Passage provided:
BEGIN
Gambia Small Businesses: A Year Since COVID Began

By Irfan Javed

SME and COVID
Photo by Burak K on Pexels.com

The African nation of Gambia has an undiversified and small economy, which is totally dependent on tourism, trade and remittances and agriculture. For a nation that relies heavily on imports from abroad to sustain its economy, the closure of land and air spaces after the advent of Covid-19 dealt a crippling blow.

As the pandemic has spread around the world, the limited access to fuel and the uncertainty on global food prices has had a detrimental effect on inflation in the Gambia. Accordingly to World Bank reports, Remittances from abroad are also sure to decline (14%) with the worsening situation in the dependent countries, especially the USA and Europe.

The impact of the Covid-19 outbreak on the citizens of Gambia has made safeguarding the lives of the poor and the needy very important. Since nearly half of the country’s population lives below the poverty line, a pandemic of this sort will move this vulnerable population even more towards abject poverty as more and more people will be unable to find jobs.

Many Gambians have limited access to electricity, water and sanitation. In such a grim scenario a Government imposed lockdown would lead to increased problems. As almost everyone relies on daily earnings, a lockdown in the Gambia will not be as effective as in a developed country. The answer could lie in imposing a curfew-like situation, where people can still earn their livelihood, albeit with a bit of caution.
END
Saved entries
BEGIN
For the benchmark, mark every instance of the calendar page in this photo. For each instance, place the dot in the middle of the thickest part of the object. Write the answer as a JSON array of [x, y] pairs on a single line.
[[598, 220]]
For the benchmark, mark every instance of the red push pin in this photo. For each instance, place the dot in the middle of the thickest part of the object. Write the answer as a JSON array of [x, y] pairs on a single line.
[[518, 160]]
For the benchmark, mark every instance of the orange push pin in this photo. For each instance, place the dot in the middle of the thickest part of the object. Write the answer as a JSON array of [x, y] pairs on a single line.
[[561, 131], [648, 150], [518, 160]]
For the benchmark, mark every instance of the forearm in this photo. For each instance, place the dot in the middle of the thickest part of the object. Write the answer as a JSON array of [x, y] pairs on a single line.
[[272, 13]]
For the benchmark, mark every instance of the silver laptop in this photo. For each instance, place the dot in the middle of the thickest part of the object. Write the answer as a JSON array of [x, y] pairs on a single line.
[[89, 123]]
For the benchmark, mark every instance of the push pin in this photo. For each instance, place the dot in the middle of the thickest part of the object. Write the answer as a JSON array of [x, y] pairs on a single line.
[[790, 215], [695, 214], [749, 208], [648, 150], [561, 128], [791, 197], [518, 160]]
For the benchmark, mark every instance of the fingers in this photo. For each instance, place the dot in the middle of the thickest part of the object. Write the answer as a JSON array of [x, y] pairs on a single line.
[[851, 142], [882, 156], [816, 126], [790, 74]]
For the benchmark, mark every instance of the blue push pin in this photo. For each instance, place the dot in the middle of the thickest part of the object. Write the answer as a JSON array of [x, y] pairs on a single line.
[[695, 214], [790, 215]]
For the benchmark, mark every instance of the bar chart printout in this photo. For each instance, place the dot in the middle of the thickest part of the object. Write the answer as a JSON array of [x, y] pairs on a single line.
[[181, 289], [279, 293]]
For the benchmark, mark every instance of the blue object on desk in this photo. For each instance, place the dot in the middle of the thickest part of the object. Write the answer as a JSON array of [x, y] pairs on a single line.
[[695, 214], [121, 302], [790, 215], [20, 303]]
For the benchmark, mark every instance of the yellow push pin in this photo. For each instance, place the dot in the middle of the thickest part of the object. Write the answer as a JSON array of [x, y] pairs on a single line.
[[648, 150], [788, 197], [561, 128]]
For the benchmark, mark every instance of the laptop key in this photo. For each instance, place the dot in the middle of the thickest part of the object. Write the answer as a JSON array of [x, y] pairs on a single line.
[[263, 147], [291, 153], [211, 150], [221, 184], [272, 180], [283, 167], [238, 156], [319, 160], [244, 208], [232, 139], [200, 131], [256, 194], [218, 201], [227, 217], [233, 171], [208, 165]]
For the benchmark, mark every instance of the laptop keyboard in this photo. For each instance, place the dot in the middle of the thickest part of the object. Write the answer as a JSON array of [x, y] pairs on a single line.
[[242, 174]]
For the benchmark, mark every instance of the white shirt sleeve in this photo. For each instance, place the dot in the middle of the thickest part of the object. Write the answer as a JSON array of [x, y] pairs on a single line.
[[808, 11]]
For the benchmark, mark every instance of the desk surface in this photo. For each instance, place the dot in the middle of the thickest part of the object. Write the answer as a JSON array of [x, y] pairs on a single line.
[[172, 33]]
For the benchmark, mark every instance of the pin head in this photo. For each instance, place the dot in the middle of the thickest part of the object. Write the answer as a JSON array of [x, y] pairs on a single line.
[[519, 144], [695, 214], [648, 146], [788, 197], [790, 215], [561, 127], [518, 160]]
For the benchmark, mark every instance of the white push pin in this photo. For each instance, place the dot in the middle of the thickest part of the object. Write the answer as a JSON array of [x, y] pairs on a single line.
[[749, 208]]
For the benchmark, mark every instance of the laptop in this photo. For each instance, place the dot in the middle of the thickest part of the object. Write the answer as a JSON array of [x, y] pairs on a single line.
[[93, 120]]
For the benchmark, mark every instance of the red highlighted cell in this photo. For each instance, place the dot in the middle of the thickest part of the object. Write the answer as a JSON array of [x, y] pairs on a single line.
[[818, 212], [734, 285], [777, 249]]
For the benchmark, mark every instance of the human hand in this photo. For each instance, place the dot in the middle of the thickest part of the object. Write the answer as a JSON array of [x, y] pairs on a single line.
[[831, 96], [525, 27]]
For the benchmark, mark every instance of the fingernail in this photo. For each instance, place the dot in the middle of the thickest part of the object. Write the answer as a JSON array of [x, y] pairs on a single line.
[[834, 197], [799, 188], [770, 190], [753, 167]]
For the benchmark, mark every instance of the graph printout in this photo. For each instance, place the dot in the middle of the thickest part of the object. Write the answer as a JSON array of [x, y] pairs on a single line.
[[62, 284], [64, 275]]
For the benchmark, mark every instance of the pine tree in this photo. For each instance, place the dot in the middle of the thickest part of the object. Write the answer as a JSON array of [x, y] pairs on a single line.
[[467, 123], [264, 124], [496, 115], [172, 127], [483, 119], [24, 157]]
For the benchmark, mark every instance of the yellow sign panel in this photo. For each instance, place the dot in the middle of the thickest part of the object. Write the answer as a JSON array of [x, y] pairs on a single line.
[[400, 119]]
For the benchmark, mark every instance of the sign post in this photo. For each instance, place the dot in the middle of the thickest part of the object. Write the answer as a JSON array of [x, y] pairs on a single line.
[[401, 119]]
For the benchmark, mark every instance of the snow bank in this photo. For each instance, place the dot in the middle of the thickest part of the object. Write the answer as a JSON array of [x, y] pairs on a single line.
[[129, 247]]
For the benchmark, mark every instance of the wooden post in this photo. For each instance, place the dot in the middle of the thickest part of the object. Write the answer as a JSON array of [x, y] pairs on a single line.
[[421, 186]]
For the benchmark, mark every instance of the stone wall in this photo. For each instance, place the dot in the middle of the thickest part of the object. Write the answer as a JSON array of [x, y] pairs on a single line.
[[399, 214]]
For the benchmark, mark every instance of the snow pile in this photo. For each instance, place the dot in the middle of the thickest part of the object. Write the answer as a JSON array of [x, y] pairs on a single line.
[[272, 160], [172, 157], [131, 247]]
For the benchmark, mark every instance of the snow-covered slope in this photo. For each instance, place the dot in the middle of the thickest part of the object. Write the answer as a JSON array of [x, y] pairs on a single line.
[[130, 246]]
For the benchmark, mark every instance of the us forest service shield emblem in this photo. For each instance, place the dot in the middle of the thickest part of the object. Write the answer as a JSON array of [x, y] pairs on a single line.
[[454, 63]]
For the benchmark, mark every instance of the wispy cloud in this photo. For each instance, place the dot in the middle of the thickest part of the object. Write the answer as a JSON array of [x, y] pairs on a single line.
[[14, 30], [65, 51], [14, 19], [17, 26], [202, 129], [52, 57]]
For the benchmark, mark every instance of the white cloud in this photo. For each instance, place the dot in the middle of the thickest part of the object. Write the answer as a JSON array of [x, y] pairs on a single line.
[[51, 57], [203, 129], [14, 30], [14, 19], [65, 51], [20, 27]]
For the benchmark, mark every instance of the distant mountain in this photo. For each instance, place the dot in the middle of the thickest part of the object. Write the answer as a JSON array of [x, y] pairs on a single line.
END
List of tasks:
1. Reproduce the portion of the article on Gambia's small businesses from "By Irfan Javed" to "USA and Europe." word for word.
2. Render this sentence from the article on Gambia's small businesses in Spanish: "Many Gambians have limited access to electricity, water and sanitation."
3. Write the next part of the article on Gambia's small businesses, picking up after its final sentence.
The data above plays no part in the work.

Answers to each task:
1.
By Irfan Javed

SME and COVID
Photo by Burak K on Pexels.com

The African nation of Gambia has an undiversified and small economy, which is totally dependent on tourism, trade and remittances and agriculture. For a nation that relies heavily on imports from abroad to sustain its economy, the closure of land and air spaces after the advent of Covid-19 dealt a crippling blow.

As the pandemic has spread around the world, the limited access to fuel and the uncertainty on global food prices has had a detrimental effect on inflation in the Gambia. Accordingly to World Bank reports, Remittances from abroad are also sure to decline (14%) with the worsening situation in the dependent countries, especially the USA and Europe.

2. Muchos gambianos tienen acceso limitado a la electricidad, el agua y el saneamiento.

3.
Small and Medium-Sized Enterprises (SMEs)

Small and Medium Size Enterprises or SMEs have always remained the driving force in sustaining the economy of any nation by contributing to the GDP of that country. This is why governments the world over attach a lot of importance to their growth because of the contribution they make to the economy.

As in other countries, SMEs form the backbone of the economy of Gambia as they employ 95% of the workforce in the informal sector. Additionally, almost every worker relies on a day to day earnings to support themselves and their families. The closures due to the pandemic and the contagious effect of the coronavirus have brought an abrupt closure to all business activities, creating the most harm to these individuals.

Going into a lockdown will only worsen the situation as it will instantly erase whatever gains these persons made and induce them into poverty. If the Government can offer a stimulus package, as per their limitations, it will provide a useful remedy to the SMEs in these trying times. Since the majority of the workforce consists of women, it is all the more important to help them as otherwise, it will have a direct implication on their families.

Survival of the SMEs post Covid-19

A large number of SMEs have closed down permanently due to the pandemic and the resulting lockdowns. These businesses account for nearly 66% of private-sector employment in the developing nations of the European Union and the United States and contribute nearly 40% of national income in the emerging countries.

Governments of class se to 130 countries the world over have taken a variety of measures to help these small and medium businesses to weather the pandemic storm. As the SMEs face more restraint in accessing funds than the larger firms, especially during a crisis of this magnitude, they were given financial assistance and grants, delay in loan repayment, tax relief and low-interest rates.

As one of the first countries to be hit by the pandemic in January 2020, the Republic of Korea introduced policy measures like financial and tax support to SMEs. It also introduced UNDP’s response and programs to support SMEs. A United States survey shows that 68% of SMEs expect to increase their revenue in 2021 and recoup all their Covid-19 related losses.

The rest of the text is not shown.